After \(t_0\) iterations, we have reduced the dimension of the problem to \(n-t_0b\). The final noise variable is thus a summation of \(2^{t_0}\) noise variables generated from the LWE oracle. We therefore know that the noise connected to each column is of the form

$$\begin{aligned} e=\sum _{j=1}^{2^{t_0}} e_{i_j}, \end{aligned}$$

and the total noise is approximately Gaussian with variance \(2^{t_0}\cdot \sigma ^2\).

The remaining solving phase is to solve this transformed LWE instance. This phase does not affect its asymptotic complexity but has significant impact on its actual running time for concrete instances.

Similar to the original proposal [12] for solving LPN, which recovers 1 bit in the secret vector via majority voting, Albrecht et al. [3] exhaust one secret entry using a distinguisher. The complexity is further reduced by Duc et al. [20] using Fast Fourier Transform (FFT) to recover several secret entries simultaneously.

3.2 Coded-BKW

As described above, in each BKW step, we try to collide a large number of vectors \(\mathbf{a}_i\) in a set of positions denoted by an index set I. We denote this sub-vector of a vector \(\mathbf{a}\) as a \(\mathbf{a}_I\). We set the size of the collision set to be (\(\frac{q^b-1}{2}\)), a very important parameter indicating the final complexity of the algorithm.

In this part we describe another idea that, instead of zeroing out the vector \(\mathbf{a}_I\) by collisions, we try to collide vectors to make \(\mathbf{a}_I\) small. The advantage of this idea is that one can handle more positions in one step for the same size of the collision set.

• Written problem A:
In the text on the BKW algorithm for LWE, what method did Duc et al. use to recover several secret entries at the same time?
• Written problem B:
Continue the text on the BKW algorithm for LWE, picking up after its last sentence.
The records have nothing to do with the text on the BKW algorithm for LWE.

• Entries provided:

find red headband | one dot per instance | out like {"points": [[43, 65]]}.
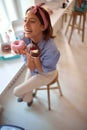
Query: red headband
{"points": [[33, 9]]}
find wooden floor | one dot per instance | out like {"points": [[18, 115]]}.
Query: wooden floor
{"points": [[69, 112]]}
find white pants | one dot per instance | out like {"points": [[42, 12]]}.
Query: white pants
{"points": [[25, 89]]}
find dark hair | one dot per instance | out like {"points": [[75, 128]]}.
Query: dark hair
{"points": [[48, 33]]}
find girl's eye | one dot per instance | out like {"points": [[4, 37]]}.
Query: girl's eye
{"points": [[32, 21]]}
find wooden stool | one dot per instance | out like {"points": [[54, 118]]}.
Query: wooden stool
{"points": [[72, 23], [49, 87]]}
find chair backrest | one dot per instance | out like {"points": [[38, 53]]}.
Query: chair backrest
{"points": [[70, 8]]}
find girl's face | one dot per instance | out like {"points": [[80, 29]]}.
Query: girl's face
{"points": [[32, 27]]}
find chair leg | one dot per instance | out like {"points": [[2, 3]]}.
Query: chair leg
{"points": [[59, 87], [48, 94], [83, 28]]}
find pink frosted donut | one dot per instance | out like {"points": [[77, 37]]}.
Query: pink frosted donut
{"points": [[18, 45]]}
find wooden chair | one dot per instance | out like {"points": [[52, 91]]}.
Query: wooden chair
{"points": [[68, 12], [48, 88]]}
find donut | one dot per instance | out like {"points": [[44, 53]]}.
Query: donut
{"points": [[6, 48], [18, 45], [33, 50]]}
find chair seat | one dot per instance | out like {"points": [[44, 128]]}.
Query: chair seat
{"points": [[10, 127], [49, 87]]}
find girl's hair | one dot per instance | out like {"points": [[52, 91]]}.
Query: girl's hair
{"points": [[48, 32]]}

• Final result A:
The Fast Fourier Transform (FFT).

• Final result B:
This idea was first formulated by Albrecht et al. in PKC 2014 [4], aiming for solving the LWE problem with a small secret. They proposed a new technique called Lazy Modulus Switching (LMS). Then, in CRYPTO 2015, two new algorithms with similar underlying algorithmic ideas were proposed independently in [23] and [29], highly enhancing the performance in the sense of both asymptotic and concrete complexity. Using the secret-noise transformation, these new algorithms can be used to solve the standard LWE problem.

In this part we use the notation from [23] to describe the BKW variant called coded-BKW, as it has the best concrete performance, i.e., it can reduce the magnitude of the noise by a constant factor compared with its counterpart technique LMS.

The core step – the coded-BKW step – can be described as follows.

Considering step i in the reduction phase, we choose a q-ary \([n_i,b]\) linear code, denoted \(\mathcal {C}_i\), that can be employed to construct a lattice code, e.g., using Construction A (see [18] for details). The sub-vector \(\mathbf a _I\) can then be written in terms of its two constituents, the codeword part \(\mathbf c _I \in \mathcal {C}_i\) and an error part \(\mathbf e _I\in \mathbb {Z}_q^{N_i}\). That is,

$$\begin{aligned} \mathbf a _I = \mathbf c _I + \mathbf e _I. \end{aligned}$$

(1)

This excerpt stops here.